Source extract

+++

And to my dismay I am on that list! Lol Well not me personally but one of the kinds of people she “seriously hates.” lol How rude!

;-D

She seems like a very outspoken girl though who is very sure of herself and isn’t afraid to state her views and just be herself, not fearing what others will think or say about who she is. And I think that’s generally something to be appreciated and respected so I wasn’t too annoyed and she also loves animals so that’s alright with me!  Anyway, she can’t stand girls who wear low cut shirts, especially when they post pics of themselves and that’s totally me! She said it’s totally slutty and any girl like that will be taken right off her newsfeed or any social media list! But it’s just my style is all! Always has been, always will be! ;-D

She said her and her friends tried to write a list of happy things and it was so much harder than writing the list of negative things.  

It surprised me that so many agreed with her. I’m the opposite.   I find it so much easier thinking of things I love. I only planned on writing like 20 something things and just couldn’t stop!   Now it’s way over 100!

But when I try to write a list of things I don’t much care for, I get stuck before even getting to ten usually!   Lol! I guess I’m a little too accepting or easy going?! 😀
Mostly the things on my negative list are : unjust discrimination, animal cruelty, prejudicial attitudes, abuse, homicide….things like that.

+++

Source material
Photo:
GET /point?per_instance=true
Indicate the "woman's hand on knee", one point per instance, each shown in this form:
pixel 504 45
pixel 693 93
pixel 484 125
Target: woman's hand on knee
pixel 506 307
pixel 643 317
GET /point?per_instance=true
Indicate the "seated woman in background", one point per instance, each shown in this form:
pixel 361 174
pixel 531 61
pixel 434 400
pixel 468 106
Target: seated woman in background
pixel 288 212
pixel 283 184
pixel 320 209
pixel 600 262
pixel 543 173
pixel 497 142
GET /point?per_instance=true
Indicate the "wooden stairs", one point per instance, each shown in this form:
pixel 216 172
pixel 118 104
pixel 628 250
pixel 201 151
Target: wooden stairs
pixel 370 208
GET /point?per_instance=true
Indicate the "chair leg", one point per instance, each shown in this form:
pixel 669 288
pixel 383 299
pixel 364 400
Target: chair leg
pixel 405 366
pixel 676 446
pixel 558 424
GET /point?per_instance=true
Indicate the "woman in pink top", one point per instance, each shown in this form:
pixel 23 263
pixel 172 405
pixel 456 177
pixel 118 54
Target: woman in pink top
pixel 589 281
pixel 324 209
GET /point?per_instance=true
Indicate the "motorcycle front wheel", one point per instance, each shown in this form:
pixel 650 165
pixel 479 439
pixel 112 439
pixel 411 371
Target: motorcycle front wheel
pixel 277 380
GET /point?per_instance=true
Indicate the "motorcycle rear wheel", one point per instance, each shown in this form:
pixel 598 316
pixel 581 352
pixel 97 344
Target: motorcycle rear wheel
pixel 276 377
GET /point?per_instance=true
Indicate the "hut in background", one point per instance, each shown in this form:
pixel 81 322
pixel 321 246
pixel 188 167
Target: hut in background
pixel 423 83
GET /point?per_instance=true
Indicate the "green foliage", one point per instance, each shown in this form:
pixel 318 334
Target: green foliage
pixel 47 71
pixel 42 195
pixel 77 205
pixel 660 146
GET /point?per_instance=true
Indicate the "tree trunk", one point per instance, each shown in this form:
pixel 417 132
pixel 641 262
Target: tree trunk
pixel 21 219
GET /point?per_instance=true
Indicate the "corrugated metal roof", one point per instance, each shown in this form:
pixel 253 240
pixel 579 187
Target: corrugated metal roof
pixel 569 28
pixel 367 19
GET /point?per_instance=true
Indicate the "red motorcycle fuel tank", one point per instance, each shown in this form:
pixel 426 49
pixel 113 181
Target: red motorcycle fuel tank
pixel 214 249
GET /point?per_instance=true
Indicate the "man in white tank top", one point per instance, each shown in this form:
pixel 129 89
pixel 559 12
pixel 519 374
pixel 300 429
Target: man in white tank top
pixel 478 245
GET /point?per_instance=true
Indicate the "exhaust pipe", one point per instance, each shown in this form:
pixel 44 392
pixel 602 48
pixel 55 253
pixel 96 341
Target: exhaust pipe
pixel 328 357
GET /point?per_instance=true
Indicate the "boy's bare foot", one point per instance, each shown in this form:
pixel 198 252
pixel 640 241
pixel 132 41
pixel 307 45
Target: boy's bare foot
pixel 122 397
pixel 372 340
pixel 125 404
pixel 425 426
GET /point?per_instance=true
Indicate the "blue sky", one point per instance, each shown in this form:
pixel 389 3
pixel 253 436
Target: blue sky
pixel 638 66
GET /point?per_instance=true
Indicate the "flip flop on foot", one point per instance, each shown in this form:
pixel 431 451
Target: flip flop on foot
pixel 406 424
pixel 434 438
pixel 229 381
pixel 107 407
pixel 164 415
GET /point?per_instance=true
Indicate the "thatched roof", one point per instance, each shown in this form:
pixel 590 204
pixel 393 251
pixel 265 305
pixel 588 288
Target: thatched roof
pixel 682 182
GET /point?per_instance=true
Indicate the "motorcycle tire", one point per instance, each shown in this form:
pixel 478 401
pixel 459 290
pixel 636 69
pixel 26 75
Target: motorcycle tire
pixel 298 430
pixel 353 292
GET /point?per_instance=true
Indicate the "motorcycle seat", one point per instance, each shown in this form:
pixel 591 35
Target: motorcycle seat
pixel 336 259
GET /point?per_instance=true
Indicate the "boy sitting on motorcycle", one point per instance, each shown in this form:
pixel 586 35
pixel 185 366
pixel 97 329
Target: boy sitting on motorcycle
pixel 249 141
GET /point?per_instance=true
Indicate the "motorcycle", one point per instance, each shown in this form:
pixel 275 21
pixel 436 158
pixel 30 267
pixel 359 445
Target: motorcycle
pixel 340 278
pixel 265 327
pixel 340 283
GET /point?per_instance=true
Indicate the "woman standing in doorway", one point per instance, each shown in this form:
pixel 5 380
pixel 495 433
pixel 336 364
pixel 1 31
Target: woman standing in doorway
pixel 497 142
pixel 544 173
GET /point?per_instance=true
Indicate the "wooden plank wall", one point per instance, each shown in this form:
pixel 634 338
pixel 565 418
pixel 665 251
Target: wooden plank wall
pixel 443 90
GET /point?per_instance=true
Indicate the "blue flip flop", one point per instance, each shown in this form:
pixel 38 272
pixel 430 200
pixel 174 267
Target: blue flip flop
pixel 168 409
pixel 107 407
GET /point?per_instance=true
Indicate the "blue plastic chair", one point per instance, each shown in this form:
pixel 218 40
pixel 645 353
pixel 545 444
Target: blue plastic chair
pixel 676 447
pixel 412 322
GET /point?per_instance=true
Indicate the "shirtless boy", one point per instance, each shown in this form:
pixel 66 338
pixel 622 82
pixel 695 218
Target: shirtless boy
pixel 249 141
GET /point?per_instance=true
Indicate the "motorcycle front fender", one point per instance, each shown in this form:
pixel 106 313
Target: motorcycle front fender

+++

Questions on the material
a) State whether each statement agrees with the blog post on lists of likes and dislikes, answering yes or no and quoting the deciding words: (i) the writer's list of loved things grew to more than 100; (ii) the writer first planned to write about 50 things; (iii) the list-maker said she and her friends found the happy list easier to write than the negative one.
b) Pick up the blog post on lists of likes and dislikes after its last sentence and continue it.

Per-task answers
a)
(i) Yes: "Now it’s way over 100!"
(ii) No: "I only planned on writing like 20 something things"
(iii) No: "it was so much harder than writing the list of negative things."

b)
Also, I think “happy lists” are often more unique than “sad lists” because the unhappy lists are often universal. If you think about it, who really does like unjust discrimination, diseases, sore throats, child or domestic abuse, homicide…? Pretty much no one.  

But not everyone loves the color pink or rainbows or babies! 

So happy lists are quite unique.

Inaccurate grammar, Girls who do the duck face, post pics of their messy kids and food all day, piss and moan about their drama, are slutty, post 50, million pics of themselves in restrooms, half dressed, political rants…..don’t annoy me. I don’t mind seeing their stuff or whatever.   Whatever floats your boats, girls! Lol

I’m not the most judgmental girl in the world which also means I don’t really judge people too hard who judge me negatively.   I’m mostly, understanding of your lack of understanding, compassionate even with your lack of compassion, empathetic for your lack of empathy, accepting of your lack of acceptance.

I don’t like it much but it is what it is, right?!

🙂 

Anyway, though, Here’s my list of happy!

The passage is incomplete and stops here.